▶ Document
— start —

Grinding your Blade to Shape

Grinding your Blades

With the forging complete, it's time for shaping the blade to its final form. Techniques vary, especially across the different tools, which I will cover one by one, but as a general principle; grind evenly, be precise, be symmetrical, and grind thin; the more acute the angle, the more efficient cutter the blade will be. Especially if this is your first knife, the forging probably wasn't a perfect match to your design. If you can still match it through grinding, do so, but otherwise, be willing to modify as need be, then redraw the knife, modifying the handle to match the new blade.


Profiling is refining the blade shape in two dimensions. Use a sharpie to mark where you need to grind away at; I find cutting out your design and tracing it onto the blade works quite well. If you have to modify apart from your design, do so, making sure the lines you draw are exact. I personally do less drawing and more eyeballing as I go, so I can see what makes better flow, and catch any mistakes by looking at the "bigger picture". There are no really special techniques for profiling; if you use a file, put it in a vise and even, swooping strokes in a diagonal direction, pushing along the length of the blade. For finger choils and tight rounded parts you'll need a round file for sure, whether you have a powered grinder or not. For a grinder, put the blade flat on the rest, and grind from there.
An angle grinder is a little trickier. Clamp down the blade, with the edge needing to be ground protruding over the edge of the workbench. Watch out, by the way; angle grinders get things hot and you don't want to set fire to your workbench. Use a flap disc, as rough a grit as you can get, and refine the shape from there, running back and forth along the length of the edge, so as to keep things even.

— end —

▶ Dataset entries
— start —

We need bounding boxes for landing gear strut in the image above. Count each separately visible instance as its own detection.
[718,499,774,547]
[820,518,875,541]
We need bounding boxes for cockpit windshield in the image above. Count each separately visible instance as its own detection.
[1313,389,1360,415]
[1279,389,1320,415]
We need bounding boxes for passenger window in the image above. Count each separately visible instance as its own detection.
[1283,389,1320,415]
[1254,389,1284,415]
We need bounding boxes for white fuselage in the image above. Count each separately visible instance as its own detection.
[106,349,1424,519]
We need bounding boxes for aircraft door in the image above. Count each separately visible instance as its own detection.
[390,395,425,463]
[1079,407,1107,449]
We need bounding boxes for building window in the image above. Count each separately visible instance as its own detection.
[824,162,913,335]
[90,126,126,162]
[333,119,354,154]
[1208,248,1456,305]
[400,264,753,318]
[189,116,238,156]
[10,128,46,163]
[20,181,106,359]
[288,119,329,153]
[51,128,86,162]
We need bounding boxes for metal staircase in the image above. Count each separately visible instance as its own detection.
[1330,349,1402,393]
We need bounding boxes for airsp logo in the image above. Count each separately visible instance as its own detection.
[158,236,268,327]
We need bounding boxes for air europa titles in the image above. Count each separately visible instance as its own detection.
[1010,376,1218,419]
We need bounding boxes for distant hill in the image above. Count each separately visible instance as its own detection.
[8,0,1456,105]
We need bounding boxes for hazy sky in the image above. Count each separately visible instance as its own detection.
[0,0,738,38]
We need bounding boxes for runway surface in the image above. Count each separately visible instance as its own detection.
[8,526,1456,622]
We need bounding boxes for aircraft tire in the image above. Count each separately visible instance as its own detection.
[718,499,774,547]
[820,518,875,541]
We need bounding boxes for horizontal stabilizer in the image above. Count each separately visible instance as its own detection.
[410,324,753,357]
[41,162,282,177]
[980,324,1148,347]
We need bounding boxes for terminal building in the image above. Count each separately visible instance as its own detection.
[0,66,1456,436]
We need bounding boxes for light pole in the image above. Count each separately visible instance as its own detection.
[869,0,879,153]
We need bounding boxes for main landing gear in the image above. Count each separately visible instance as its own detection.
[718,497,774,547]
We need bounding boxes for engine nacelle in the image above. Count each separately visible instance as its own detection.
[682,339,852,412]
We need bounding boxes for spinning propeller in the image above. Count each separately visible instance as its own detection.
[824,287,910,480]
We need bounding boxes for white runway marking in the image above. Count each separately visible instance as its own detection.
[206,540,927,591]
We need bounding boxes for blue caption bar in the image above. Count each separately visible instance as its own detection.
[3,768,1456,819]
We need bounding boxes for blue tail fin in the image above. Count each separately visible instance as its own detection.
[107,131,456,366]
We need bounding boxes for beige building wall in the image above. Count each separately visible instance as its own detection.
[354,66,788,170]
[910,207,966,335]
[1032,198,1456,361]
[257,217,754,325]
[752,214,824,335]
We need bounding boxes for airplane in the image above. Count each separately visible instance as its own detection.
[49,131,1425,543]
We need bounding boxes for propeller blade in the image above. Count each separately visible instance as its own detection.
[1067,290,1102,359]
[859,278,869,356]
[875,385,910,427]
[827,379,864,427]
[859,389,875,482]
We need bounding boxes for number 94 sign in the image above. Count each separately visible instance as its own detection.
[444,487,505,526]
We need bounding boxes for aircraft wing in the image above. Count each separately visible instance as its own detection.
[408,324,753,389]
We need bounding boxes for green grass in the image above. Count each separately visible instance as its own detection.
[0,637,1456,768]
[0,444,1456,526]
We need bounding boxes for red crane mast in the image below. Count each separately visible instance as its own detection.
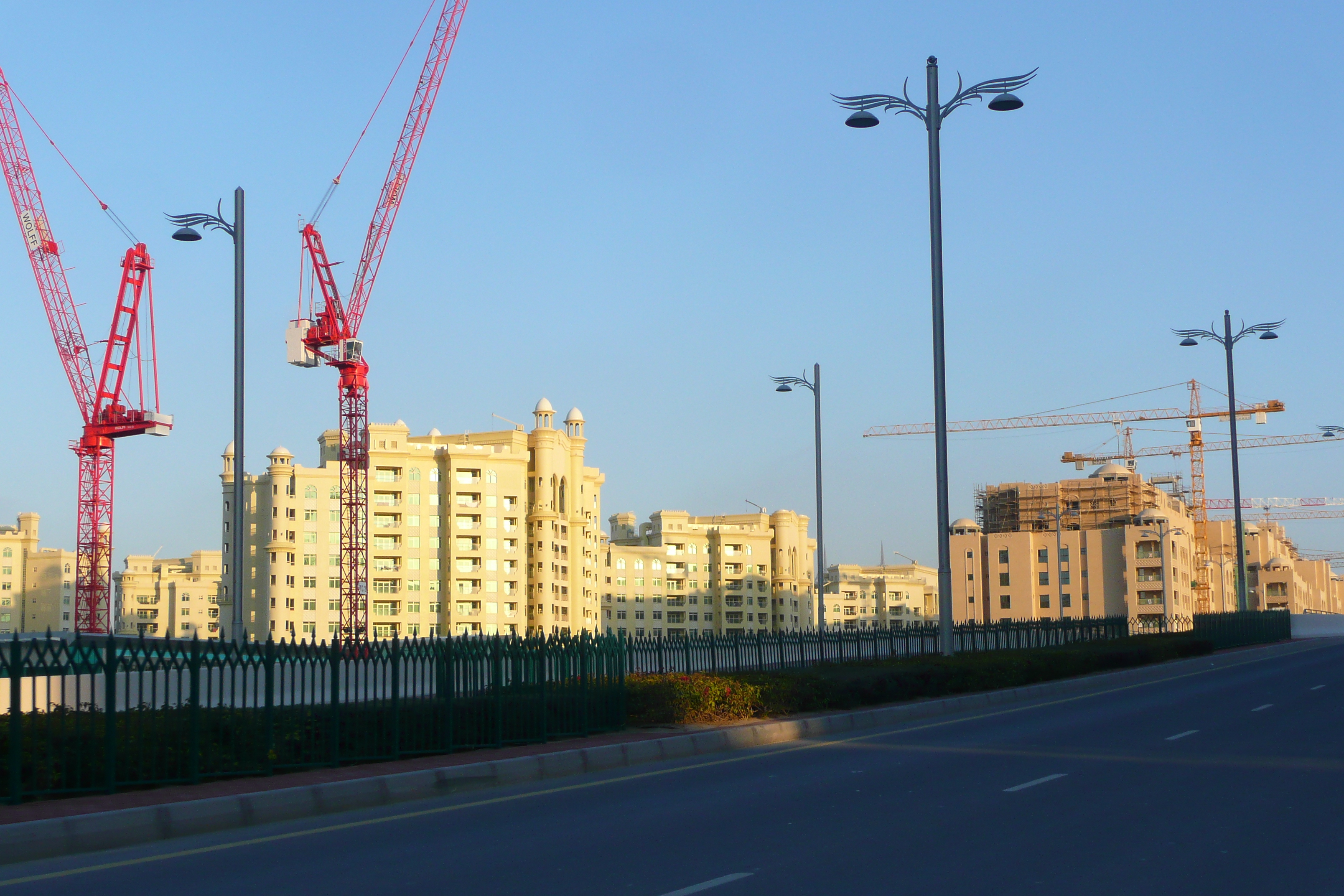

— end —

▶ What to work on
**1.** Decide whether each statement below agrees with the blade-grinding guide, answering yes or no and quoting the deciding words from the guide. (a) A round file is needed for finger choils only when no powered grinder is available. (b) With an angle grinder, the guide recommends a flap disc in the roughest grit you can get. (c) The guide says a more acute angle makes the blade a less efficient cutter.
**2.** Write the next part of the blade-grinding guide, continuing from its last sentence.

▶ Answers to the tasks
**1.**
(a) No: "you'll need a round file for sure, whether you have a powered grinder or not."
(b) Yes: "Use a flap disc, as rough a grit as you can get"
(c) No: "the more acute the angle, the more efficient cutter the blade will be."

**2.**
If there are really large chunks of steel that need to be gone, cut them off with a hacksaw, or if you have one, an angle grinder with a cutoff blade. Be careful when cutting with an angle grinder; flex the blade too much, and it'll snap, sending shards of it flying across the room. You do not want to get hit by that. You'll probably do a lot of cutting steel with an angle grinder at different points in knifemaking, (especially if you try stock removal- making a knife without forging) so just keep this in mind: a thinner blade will cut faster, as there is less material in the way, but is more likely to break if you don't watch what you're doing. Get a medium thickness blade, but more on the thicker side when starting out.

For the tang, there should be less mass at the end than at the shoulders (where the tang stops and ricasso begins). It doesn't need to come into a sharp point, but it should definitely taper, in both width and thickness. The shoulders should be wider than the tang by about an eighth of an inch or so; remember, the handle should be as wide as the ricasso.


This will be the majority of work and time. Trick here is to go slow, careful, and make sure everything is even. A good clean grind is half the look, and use.

Beveling with a file

Whether using a file or an angle grinder to bevel the blade, I always clamp the blade onto a length of wood, which is then clamped (pointing towards me) to the workbench or in a vise. Using a sharpie, find the center of the cutting edge and draw a line along it. This will be your guide on where to stop; file away until only the black along the edge remains. Coincidentally, the thickness of a sharpie mark is about as thick you want the edge to be before heat treating.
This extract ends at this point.